> Given exercise
Revise the entries from the line containing "job: return the mask of every instance of the tower" down to the end of the entries, replacing "tower spire" with "church spire" and leaving everything else unchanged. Omit the pictures from your answer.
-------- Extracted entries --------
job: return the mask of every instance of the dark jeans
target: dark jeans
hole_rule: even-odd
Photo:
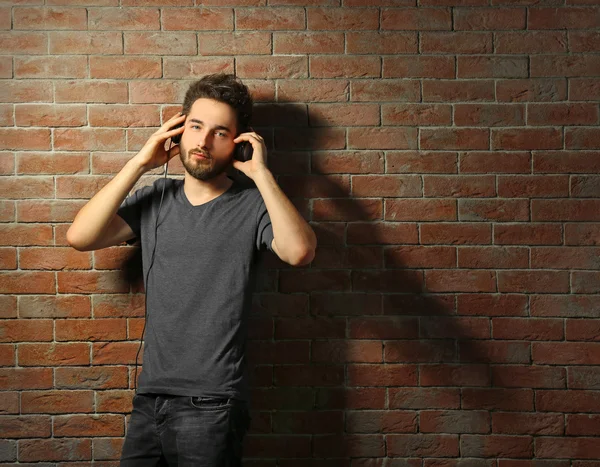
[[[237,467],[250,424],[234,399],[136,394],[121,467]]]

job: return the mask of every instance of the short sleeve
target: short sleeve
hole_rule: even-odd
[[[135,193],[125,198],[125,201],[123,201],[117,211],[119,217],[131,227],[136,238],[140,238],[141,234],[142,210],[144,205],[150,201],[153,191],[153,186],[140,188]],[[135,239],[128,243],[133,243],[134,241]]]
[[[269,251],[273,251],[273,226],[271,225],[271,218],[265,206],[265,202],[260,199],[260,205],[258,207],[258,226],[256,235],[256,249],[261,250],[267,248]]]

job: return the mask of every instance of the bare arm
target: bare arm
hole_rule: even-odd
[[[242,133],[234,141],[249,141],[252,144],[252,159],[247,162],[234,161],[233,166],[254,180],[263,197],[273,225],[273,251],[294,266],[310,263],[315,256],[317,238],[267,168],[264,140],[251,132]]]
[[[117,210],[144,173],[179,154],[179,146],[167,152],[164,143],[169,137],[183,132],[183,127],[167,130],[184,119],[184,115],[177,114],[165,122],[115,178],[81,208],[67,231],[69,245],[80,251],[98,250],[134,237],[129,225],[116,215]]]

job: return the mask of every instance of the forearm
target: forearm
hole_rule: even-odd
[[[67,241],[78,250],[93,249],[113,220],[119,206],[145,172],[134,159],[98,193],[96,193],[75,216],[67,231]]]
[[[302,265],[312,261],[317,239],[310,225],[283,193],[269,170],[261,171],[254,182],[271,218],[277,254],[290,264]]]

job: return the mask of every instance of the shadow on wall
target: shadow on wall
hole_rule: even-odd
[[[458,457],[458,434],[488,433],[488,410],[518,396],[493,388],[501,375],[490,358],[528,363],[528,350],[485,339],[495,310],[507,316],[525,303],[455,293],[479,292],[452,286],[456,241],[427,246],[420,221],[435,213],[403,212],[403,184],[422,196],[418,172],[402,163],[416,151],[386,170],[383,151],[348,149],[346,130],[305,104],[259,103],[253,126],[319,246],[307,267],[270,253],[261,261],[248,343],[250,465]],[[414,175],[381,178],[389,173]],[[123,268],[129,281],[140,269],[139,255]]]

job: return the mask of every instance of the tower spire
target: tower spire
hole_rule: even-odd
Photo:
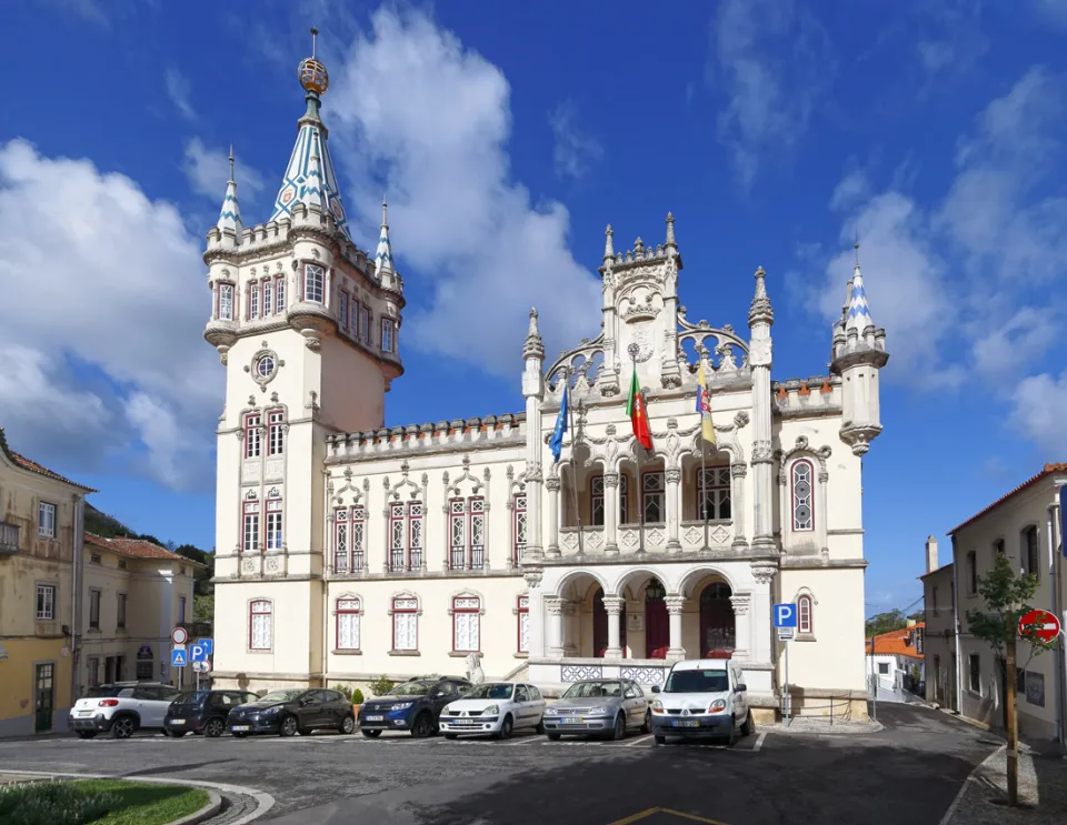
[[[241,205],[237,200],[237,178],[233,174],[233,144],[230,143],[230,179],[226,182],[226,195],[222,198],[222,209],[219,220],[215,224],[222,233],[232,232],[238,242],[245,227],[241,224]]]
--------
> Response for this exercise
job: return the mask of every instance of the church spire
target: church spire
hole_rule: even-odd
Photo:
[[[241,205],[237,200],[237,178],[233,174],[233,144],[230,143],[230,179],[226,182],[226,195],[222,198],[222,209],[219,220],[215,224],[222,233],[232,232],[238,242],[245,227],[241,224]]]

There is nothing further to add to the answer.